Instructions |
a. In the OCR post-correction page, by how much does the model reduce the recognition error rate on average?
b. List the critically endangered languages whose documents are annotated in the dataset described in the OCR post-correction page.
c. From the OCR post-correction page, copy the passage starting at "The existing OCR" and ending at "all the details!".

Reading passage |
----------

OCR Post Correction for Endangered Language Texts

Overview

📌 Coming soon: an update to the software including features from our paper on semi-supervised OCR post-correction, to be published in the Transactions of the Association for Computational Linguistics (TACL)!

Check out the paper here.

OCR Post Correction for Endangered Language Texts

This repository contains code for models and experiments from the paper "OCR Post Correction for Endangered Language Texts".

Textual data in endangered languages is often found in formats that are not machine-readable, including scanned images of paper books. Extracting the text is challenging because there is typically no annotated data to train an OCR system for each endangered language. Instead, we focus on post-correcting the OCR output from a general-purpose OCR system.

📌 In the paper, we present a dataset containing annotations for documents in three critically endangered languages: Ainu, Griko, Yakkha.

📌 Our model reduces the recognition error rate by 34% on average, over a state-of-the-art OCR system.

Learn more about the paper here!

OCR Post-Correction

The goal of OCR post-correction is to automatically correct errors in the text output from an existing OCR system.

The existing OCR system is used to obtain a first pass transcription of the input image (example below in the endangered language Griko):

First pass OCR transcription

The incorrectly recognized characters in the first pass are then corrected by the post-correction model.

Corrected transcription

Model

As seen in the example above, OCR post-correction is a text-based sequence-to-sequence task.

📌 We use a character-level encoder-decoder architecture with attention and add several adaptations for the low-resource setting. The paper has all the details!

📌 The model is trained in a supervised manner. The training data consists of first pass OCR outputs as the source with corresponding manually corrected transcriptions as the target.

📌 Some books that contain texts in endangered languages also contain translations of the text in another (usually high-resource) language. We incorporate an additional encoder in the model, with a multisource framework, to use the information from these translations if they are available.

----------

Provided material |

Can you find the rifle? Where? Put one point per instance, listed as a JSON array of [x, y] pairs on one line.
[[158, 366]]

----------

Task solutions |
a. By 34% on average, compared with a state-of-the-art OCR system.

b. Ainu, Griko, Yakkha

c.
The existing OCR system is used to obtain a first pass transcription of the input image (example below in the endangered language Griko):

First pass OCR transcription

The incorrectly recognized characters in the first pass are then corrected by the post-correction model.

Corrected transcription

Model

As seen in the example above, OCR post-correction is a text-based sequence-to-sequence task.

📌 We use a character-level encoder-decoder architecture with attention and add several adaptations for the low-resource setting. The paper has all the details!